_SOURCE MATERIAL_
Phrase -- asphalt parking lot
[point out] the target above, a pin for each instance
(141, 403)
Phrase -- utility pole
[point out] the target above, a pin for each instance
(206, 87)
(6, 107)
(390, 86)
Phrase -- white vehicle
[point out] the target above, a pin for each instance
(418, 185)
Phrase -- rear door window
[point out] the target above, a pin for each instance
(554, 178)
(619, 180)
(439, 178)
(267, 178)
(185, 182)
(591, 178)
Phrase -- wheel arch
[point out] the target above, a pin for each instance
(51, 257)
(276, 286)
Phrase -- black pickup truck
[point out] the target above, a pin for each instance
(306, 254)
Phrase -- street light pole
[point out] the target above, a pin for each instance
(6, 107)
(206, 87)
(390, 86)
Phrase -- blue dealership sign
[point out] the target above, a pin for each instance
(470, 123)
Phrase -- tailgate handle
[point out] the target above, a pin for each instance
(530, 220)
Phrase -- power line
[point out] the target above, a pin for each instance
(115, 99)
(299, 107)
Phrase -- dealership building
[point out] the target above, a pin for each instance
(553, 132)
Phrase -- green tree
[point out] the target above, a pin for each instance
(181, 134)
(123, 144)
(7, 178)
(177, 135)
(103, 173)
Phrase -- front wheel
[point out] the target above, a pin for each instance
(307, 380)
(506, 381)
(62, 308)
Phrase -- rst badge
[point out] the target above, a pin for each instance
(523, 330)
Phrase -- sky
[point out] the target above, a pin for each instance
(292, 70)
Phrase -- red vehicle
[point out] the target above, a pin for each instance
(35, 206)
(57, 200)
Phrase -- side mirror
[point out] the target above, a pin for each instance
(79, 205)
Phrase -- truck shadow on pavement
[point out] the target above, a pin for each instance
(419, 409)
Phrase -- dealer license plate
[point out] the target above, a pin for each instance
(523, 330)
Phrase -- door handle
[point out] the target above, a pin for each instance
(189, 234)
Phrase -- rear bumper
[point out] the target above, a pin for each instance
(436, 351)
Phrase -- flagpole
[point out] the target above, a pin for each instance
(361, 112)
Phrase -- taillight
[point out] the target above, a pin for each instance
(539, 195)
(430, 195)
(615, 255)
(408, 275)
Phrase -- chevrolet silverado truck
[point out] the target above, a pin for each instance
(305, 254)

_TASK DIRECTIONS_
All of the data must be returned exactly.

_FINISHED TASK_
Phrase -- asphalt parking lot
[point out] the target above, a pin for each instance
(141, 403)
Phrase -- utility pole
[point out] the target above, a pin for each instance
(206, 87)
(6, 107)
(390, 86)
Phrase -- white vehicle
[point out] the target above, a pin for each instance
(418, 185)
Phrase -- rear door window
[point out] the target above, a pin for each instance
(554, 178)
(619, 180)
(439, 178)
(267, 178)
(185, 182)
(591, 178)
Phrase -- wheel arch
[point out] the target above, a pin for each instance
(51, 257)
(276, 286)
Phrase -- black pickup truck
[point out] the target above, a pin for each instance
(306, 254)
Phrase -- street light pole
[point out] the target above, a pin for each instance
(6, 107)
(206, 87)
(390, 86)
Phrase -- blue dealership sign
[point out] the target above, a pin for each instance
(470, 123)
Phrase -- tailgate handle
[point out] the target above, a pin for each instance
(530, 220)
Phrase -- power line
[point out] the target above, a pin for each instance
(115, 99)
(299, 107)
Phrase -- dealership building
[point out] the target above, a pin for each instance
(553, 132)
Phrase -- green tree
[point out] the target above, a pin for each instance
(181, 134)
(123, 144)
(7, 178)
(177, 135)
(103, 173)
Phrase -- front wheel
[point out] the target above, a pin for each instance
(307, 380)
(506, 381)
(62, 308)
Phrase -- rst badge
[point out] the target above, a pin for each instance
(523, 330)
Phrase -- sky
[point out] the target above, a pin for each instance
(292, 70)
Phrase -- red vehicle
[point out] the target above, a pin for each instance
(35, 206)
(57, 200)
Phrase -- side mirror
[point out] the target above, a pin for each instance
(79, 205)
Phrase -- truck shadow on pavement
[point out] the target above, a pin for each instance
(419, 409)
Phrase -- dealer license plate
[point out] the target above, a pin for each instance
(523, 330)
Phrase -- door handle
[point out] the target above, a pin for each instance
(189, 234)
Phrase -- rear bumper
[point out] the target above, a pin for each instance
(436, 351)
Phrase -- flagpole
[point out] the target above, a pin for each instance
(361, 112)
Phrase -- taillight
[point out] the target above, a pin for each instance
(539, 195)
(430, 195)
(615, 255)
(408, 275)
Phrase -- chevrolet silverado truck
[point out] the target above, a pin for each instance
(305, 254)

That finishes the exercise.